### [Given instruction]
Copy out the lines below with "single dot" replaced by "single point" each time it occurs, keeping every other word the same.

### [Dataset entries]
# # # #

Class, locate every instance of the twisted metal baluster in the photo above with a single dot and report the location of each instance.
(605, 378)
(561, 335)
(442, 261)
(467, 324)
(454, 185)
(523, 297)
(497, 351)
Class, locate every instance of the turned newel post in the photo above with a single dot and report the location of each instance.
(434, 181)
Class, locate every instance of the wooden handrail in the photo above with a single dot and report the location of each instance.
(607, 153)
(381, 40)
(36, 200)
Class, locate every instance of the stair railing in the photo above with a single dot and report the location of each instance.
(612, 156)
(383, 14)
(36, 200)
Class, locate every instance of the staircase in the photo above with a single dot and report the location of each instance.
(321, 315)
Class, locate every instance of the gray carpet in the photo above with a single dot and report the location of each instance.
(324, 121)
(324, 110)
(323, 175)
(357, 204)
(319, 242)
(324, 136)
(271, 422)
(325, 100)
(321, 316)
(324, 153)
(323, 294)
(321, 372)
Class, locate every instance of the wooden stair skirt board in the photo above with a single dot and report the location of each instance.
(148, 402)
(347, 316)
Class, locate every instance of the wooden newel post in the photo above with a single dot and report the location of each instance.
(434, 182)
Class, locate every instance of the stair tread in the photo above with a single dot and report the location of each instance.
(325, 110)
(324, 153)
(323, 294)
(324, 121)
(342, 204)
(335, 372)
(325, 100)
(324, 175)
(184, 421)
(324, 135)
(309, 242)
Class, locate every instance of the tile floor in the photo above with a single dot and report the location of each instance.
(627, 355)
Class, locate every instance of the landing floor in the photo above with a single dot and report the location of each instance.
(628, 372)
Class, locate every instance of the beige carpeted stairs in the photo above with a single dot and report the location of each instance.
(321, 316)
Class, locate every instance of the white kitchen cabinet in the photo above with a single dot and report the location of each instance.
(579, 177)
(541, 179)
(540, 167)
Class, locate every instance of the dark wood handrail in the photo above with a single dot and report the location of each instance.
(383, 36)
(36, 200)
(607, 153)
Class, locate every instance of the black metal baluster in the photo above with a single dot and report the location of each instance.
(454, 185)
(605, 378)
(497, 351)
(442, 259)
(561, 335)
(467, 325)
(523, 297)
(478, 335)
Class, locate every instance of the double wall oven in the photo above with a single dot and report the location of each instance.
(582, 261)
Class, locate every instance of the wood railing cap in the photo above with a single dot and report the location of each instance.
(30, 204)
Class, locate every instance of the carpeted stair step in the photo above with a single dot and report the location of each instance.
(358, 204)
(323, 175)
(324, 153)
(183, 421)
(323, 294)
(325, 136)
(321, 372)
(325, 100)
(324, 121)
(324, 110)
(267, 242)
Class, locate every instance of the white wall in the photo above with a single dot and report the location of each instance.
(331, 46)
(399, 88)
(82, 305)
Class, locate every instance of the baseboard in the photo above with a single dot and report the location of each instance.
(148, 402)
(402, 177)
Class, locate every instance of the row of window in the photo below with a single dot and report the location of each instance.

# # # #

### [Result of this exercise]
Class, locate every instance of the twisted metal baluster in the photo above with a single point and report the location of each instance.
(605, 378)
(561, 335)
(442, 261)
(467, 324)
(454, 185)
(523, 297)
(497, 351)
Class, locate every instance of the turned newel post in the photo above with a single point and report the location of each instance.
(434, 181)
Class, locate every instance of the wooden handrail in the photo above with a single point and report the location of each instance.
(607, 153)
(381, 40)
(36, 200)
Class, locate every instance of the stair railing in the photo above with a single point and report the location of each instance.
(612, 156)
(383, 14)
(36, 200)
Class, locate every instance of the staircase in the photo above with a single point and report the location of each instance.
(321, 315)
Class, locate every instance of the gray carpet in the photo above with a single point and report the location of each instance.
(324, 121)
(324, 110)
(323, 175)
(357, 204)
(319, 242)
(324, 136)
(271, 422)
(325, 100)
(321, 316)
(324, 153)
(323, 294)
(321, 372)
Class, locate every instance of the wooden stair skirt board in the photo above with a single point and report the location of each instance.
(148, 402)
(347, 316)
Class, locate every instance of the wooden newel post in the photo above with a single point and report the location of each instance.
(434, 182)
Class, locate every instance of the stair tread in the photo above with a single point and report the location of each instance.
(325, 110)
(324, 153)
(323, 294)
(324, 121)
(342, 204)
(335, 372)
(325, 100)
(324, 175)
(184, 421)
(324, 135)
(309, 242)
Class, locate every instance of the tile floor in the photo above with a single point and report the location of each instance.
(627, 355)
Class, locate every instance of the landing floor in the photo above with a single point and report the location of each instance.
(628, 372)
Class, locate every instance of the beige carpeted stairs in the photo above with a single point and report the location of each instance.
(321, 316)
Class, locate every instance of the white kitchen cabinet in the photo above with a single point and report the location of each instance.
(579, 177)
(541, 179)
(540, 167)
Class, locate every instance of the dark wood handrail in the photo above with a single point and report the location of each instance.
(383, 36)
(36, 200)
(607, 153)
Class, locate every instance of the black metal baluster in the photo above with a single point and report the location of each instance.
(454, 185)
(605, 378)
(497, 351)
(442, 259)
(561, 335)
(467, 325)
(523, 297)
(478, 335)
Class, locate every instance of the double wall oven in the photo above with a single point and report the location of each instance.
(582, 261)
Class, locate every instance of the wood railing cap in the photo above with a single point and report the location of each instance.
(30, 204)
Class, locate every instance of the carpeted stair step in the photo above with a single point and report the location of each instance.
(358, 204)
(323, 175)
(324, 153)
(183, 421)
(323, 294)
(325, 136)
(321, 372)
(325, 100)
(324, 121)
(324, 110)
(267, 242)
Class, locate every instance of the white wall in the photo above with a single point and report the location of each instance.
(331, 46)
(399, 88)
(82, 305)
Class, locate every instance of the baseboard in the photo above with a single point and report the location of each instance.
(148, 402)
(402, 177)
Class, locate every instance of the row of window in the photo below with a single point and report the location of each instance.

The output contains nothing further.